TASK TO COMPLETE: Word for word, restate each entry that appears below.

INPUT:
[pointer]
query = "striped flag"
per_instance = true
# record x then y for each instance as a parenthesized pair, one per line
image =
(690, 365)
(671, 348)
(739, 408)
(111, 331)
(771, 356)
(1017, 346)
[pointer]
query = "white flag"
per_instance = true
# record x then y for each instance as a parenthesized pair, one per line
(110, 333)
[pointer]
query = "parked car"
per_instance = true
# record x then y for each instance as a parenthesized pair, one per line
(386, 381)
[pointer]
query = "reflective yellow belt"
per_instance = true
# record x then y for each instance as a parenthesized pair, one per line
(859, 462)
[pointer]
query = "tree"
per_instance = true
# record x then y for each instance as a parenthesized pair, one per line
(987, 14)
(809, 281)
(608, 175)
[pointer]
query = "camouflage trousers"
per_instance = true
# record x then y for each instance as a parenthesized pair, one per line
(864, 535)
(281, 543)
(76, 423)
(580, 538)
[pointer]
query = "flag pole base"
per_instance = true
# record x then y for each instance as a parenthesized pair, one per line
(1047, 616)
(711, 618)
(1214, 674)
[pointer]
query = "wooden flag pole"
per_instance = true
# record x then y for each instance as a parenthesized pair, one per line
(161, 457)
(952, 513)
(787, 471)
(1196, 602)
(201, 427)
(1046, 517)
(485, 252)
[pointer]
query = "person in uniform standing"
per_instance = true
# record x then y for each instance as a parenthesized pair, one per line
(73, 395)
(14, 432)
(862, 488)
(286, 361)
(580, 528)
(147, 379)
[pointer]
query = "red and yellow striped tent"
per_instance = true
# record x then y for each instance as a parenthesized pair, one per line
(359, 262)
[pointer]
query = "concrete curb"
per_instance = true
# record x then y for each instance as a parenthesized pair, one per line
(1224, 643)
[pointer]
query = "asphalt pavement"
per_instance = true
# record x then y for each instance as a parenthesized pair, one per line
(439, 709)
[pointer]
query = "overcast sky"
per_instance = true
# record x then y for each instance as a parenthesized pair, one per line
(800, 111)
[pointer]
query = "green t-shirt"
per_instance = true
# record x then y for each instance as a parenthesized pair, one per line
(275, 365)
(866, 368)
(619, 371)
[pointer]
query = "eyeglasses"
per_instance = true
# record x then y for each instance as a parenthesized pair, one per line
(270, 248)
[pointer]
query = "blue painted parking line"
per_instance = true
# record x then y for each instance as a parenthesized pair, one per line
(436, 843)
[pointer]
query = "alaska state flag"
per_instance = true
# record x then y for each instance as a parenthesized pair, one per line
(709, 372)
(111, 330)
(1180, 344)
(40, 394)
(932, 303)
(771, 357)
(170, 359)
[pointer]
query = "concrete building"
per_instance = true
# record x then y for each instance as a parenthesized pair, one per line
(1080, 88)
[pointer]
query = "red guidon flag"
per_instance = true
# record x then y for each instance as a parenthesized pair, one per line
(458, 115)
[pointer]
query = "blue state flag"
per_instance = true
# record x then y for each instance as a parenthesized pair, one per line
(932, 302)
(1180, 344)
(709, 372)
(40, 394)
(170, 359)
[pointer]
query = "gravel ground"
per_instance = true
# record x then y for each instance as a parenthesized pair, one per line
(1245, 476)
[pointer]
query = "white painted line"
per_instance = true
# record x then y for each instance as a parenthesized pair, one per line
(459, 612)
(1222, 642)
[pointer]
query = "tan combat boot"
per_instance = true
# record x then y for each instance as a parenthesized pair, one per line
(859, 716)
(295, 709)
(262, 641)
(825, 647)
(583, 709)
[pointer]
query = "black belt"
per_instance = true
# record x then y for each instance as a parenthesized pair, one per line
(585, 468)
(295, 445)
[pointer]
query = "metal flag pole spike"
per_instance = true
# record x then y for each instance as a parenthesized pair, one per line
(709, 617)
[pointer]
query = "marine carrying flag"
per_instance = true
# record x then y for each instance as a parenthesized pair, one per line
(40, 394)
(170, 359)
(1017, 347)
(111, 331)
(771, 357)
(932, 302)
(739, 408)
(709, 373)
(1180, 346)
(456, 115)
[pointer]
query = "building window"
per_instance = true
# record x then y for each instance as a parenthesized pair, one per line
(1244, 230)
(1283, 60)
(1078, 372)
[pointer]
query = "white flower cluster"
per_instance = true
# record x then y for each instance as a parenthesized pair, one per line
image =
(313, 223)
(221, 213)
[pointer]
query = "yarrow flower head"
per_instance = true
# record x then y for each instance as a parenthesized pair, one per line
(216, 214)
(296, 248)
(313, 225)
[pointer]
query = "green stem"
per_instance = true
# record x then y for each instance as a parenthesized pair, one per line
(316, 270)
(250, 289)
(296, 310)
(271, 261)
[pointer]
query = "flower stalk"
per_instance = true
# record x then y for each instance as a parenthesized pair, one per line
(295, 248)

RESULT OF THE EXERCISE:
[pointer]
query = "striped flag"
per_instance = true
# record x then y for each instance as a parenthesized pair, one per line
image =
(690, 365)
(671, 348)
(739, 408)
(111, 331)
(771, 356)
(1017, 346)
[pointer]
query = "white flag"
per_instance = true
# record x then y for each instance as a parenthesized pair, one per line
(110, 333)
[pointer]
query = "parked car"
per_instance = true
# record x then y for each instance as a parenthesized pair, one per line
(386, 381)
[pointer]
query = "reflective yellow belt"
per_instance = true
# record x then y for each instance as a parenthesized pair, one per line
(859, 462)
[pointer]
query = "tree"
per_instance = true
# record x then y for each instance as a parenthesized pair, one per line
(987, 14)
(809, 281)
(608, 175)
[pointer]
query = "camouflage trousers"
per_instance = true
# record x then y for each instance as a parenthesized pair, one per line
(864, 535)
(281, 543)
(76, 423)
(580, 538)
[pointer]
query = "flag pole base"
per_instance = true
# record x then y for each instance as a parenthesized pair, one per line
(1047, 616)
(711, 618)
(1214, 674)
[pointer]
query = "wooden flag pole"
per_instance = true
# record x then y for each instance as a parenthesized pair, one per line
(161, 457)
(952, 513)
(787, 471)
(1196, 602)
(201, 427)
(1046, 517)
(485, 252)
[pointer]
query = "person in uniform standing"
per_instance = true
# record x then y for each instance as a parenthesized pair, one per line
(73, 395)
(14, 432)
(862, 488)
(286, 361)
(580, 528)
(147, 379)
[pointer]
query = "red and yellow striped tent"
per_instance = true
# record x then y for each instance as a parenthesized pair, one per line
(359, 262)
[pointer]
query = "concrete curb"
per_instance = true
# record x then y for each instance as a parenthesized pair, one per line
(1224, 643)
[pointer]
query = "asphalt pavement"
per_instance = true
# record x then y for each instance as a parenthesized pair, one per line
(439, 709)
[pointer]
query = "overcast sky"
per_instance = true
# record x then y for each instance as a parenthesized pair, one per line
(800, 111)
[pointer]
query = "green t-shirt"
per_instance = true
# record x then y for each instance as a parenthesized pair, one per line
(275, 365)
(866, 368)
(619, 371)
[pointer]
query = "eyeglasses"
per_instance = true
# record x then y for each instance as a parenthesized pair, one per line
(270, 248)
[pointer]
query = "blue painted parking line"
per_instance = true
# record x then y for each instance as a parenthesized pair, one per line
(436, 843)
[pointer]
query = "alaska state flag"
per_instance = true
# record x then y for each instance as a parenthesized pair, one per line
(709, 372)
(111, 330)
(1180, 344)
(40, 394)
(932, 303)
(771, 357)
(170, 359)
[pointer]
query = "concrete building"
per_instance = true
# record x then y for each instance as a parenthesized pair, one per line
(1080, 88)
[pointer]
query = "red guidon flag"
per_instance = true
# record x then y for each instance as a parenthesized pair, one per line
(458, 115)
[pointer]
query = "blue state flag"
per_instance = true
# record x then y for each instance as a parenthesized pair, one per line
(932, 302)
(1180, 344)
(709, 372)
(40, 394)
(170, 359)
[pointer]
query = "gravel ground"
per_instance = true
# record x then y for each instance as a parenthesized pair, one per line
(1245, 476)
[pointer]
query = "white painted line"
per_instance = true
# record x then y for each instance as a parenthesized pair, one per line
(459, 612)
(1222, 642)
[pointer]
query = "tan combat boot"
per_instance = true
# record x then y for each instance as a parenthesized pair, one per line
(859, 716)
(295, 709)
(262, 641)
(825, 647)
(583, 709)
[pointer]
query = "black belt"
per_instance = true
# record x then y for each instance as a parenthesized pair, one per line
(585, 468)
(295, 445)
[pointer]
query = "metal flag pole spike"
per_instance = true
# record x then y for each instance as a parenthesized pair, one per line
(709, 617)
[pointer]
query = "marine carrying flag"
per_instance = true
# record x then y for each instance as a parenthesized pair, one per line
(40, 394)
(170, 359)
(1017, 347)
(111, 331)
(771, 357)
(932, 302)
(739, 408)
(709, 373)
(1180, 346)
(456, 115)
[pointer]
query = "building window"
per_instance = true
# record x then y for each instance as a parenthesized pair, one per line
(1244, 230)
(1283, 60)
(1078, 372)
[pointer]
query = "white flower cluster"
per_instance = true
# record x then y for each instance as a parenthesized pair, one per line
image =
(313, 223)
(221, 213)
[pointer]
query = "yarrow flower head"
per_instance = true
# record x then y for each instance as a parenthesized pair, one per line
(216, 214)
(296, 248)
(313, 225)
[pointer]
query = "green stem"
per_instance = true
# record x then y for each instance as a parenthesized pair, one per line
(316, 270)
(250, 289)
(296, 310)
(271, 261)
[pointer]
query = "flower stalk"
per_instance = true
# record x then y for each instance as a parenthesized pair, one per line
(295, 248)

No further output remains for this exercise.